It was 3 p.m. on a normal Wednesday when the news broke, “Mace Ranch Innovation Center Project on Hold.”
As explained in the press release, the 212-acre proposed project at the northeast corner of Mace Boulevard and Interstate 80, with its anticipated 5900 jobs and $2.2 million to $6 million in ongoing revenue, was put on hold based on the new EPS (Economic & Planning Systems, Inc.) report which concluded that “the project might not be feasible given that only 128 acres or 60 percent of the site are considered developable and that infrastructure costs are high. The estimated infrastructure costs of more than $50 million are four times the industry standard for similar projects, according to the project sponsors.”
“We remain highly committed to the project but need to figure out how to make it work,” said Dan Ramos, project manager. “We appreciate the efforts of city staff to move our project forward and are disappointed that we have to take this step. We’ve invested considerable funds, gathered a significant amount of community feedback and taken substantially more time than is customary to process our proposal.”
The Vanguard later spoke to developer Dan Ramos and got reactions from some of the key players in the city.
Dan Ramos explained that the major concern was the fiscal viability of the project, which he called “challenging.” He said, “Right now, to make the capital investments that need to be made to make that project work, the way it’s designed and some of the requirements there, it’s very challenging.”
Mr. Ramos said they are going to “take a pause and see if it makes sense to keep investing the capital into this project.” But they are not giving up on the project yet. He said, “There are a lot of ways to try to correct the project and make it work.” He added that they are going to “stop spending money until we figure this out.”
Mr. Ramos noted that they have already completed the EIR (Environmental Impact Report) and a lot of other studies with community inputs.
The Vanguard asked Dan Ramos if this means that housing is back on the table.
He responded, “I would hope that there can be a discussion about it – a rational discussion – and how it relates to good planning in today’s 21st century environment of how these business parks are developed.” He said the fundamental question that has to be answered is if “we create jobs, where are these people going to live? From an environmental standpoint the closer we can get them into the project the better it’s going to be for everybody.”
The Vanguard sought an official response from the city – but the city has at press time not been able to release a formal statement.
Mayor Pro Tem Robb Davis, who along with Councilmember Rochelle Swanson sits on the subcommittee that is representing the council on these projects, told the Vanguard on Wednesday, “I am disappointed to arrive at this pause after all the hard work by staff and commission members. I will note that EPS highlighted the question of feasibility without housing in their original fiscal analysis. Staff and the Council subcommittee will meet with the proponents to discuss next steps.”
Councilmember Rochelle Swanson, in a phone message to the Vanguard, said, “This news is very disappointing.” She said that from the beginning she has been saying that “this is an essential piece to our (having) a truly balanced long-term sustainable budget for our community to sustain our quality of life which can capture the asset of UC Davis and give the graduates as well community members meaningful opportunities to have fulfilling cutting edge careers so we can change things in the future.”

### WHAT IS NEEDED
Answer these questions from the article on the Mace Ranch Innovation Center.
1. How many acres of the site are considered developable?
2. Who is the project manager for the proposed project?
3. Which two council members sit on the subcommittee representing the council on these projects?
Rely only on the article for your answers.

### INFORMATION SUPPLIED
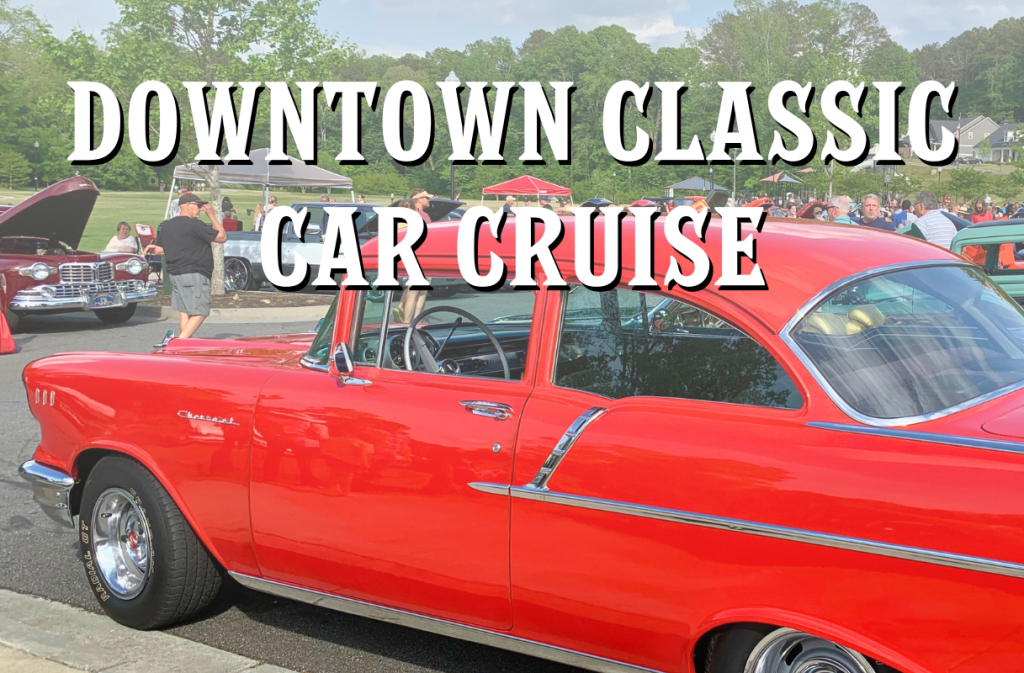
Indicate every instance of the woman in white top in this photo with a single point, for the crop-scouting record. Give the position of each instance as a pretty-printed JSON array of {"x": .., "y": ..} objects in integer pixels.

### RESULT FOR THIS TASK
1. 128 acres
2. Dan Ramos
3. Mayor Pro Tem Robb Davis and Councilmember Rochelle Swanson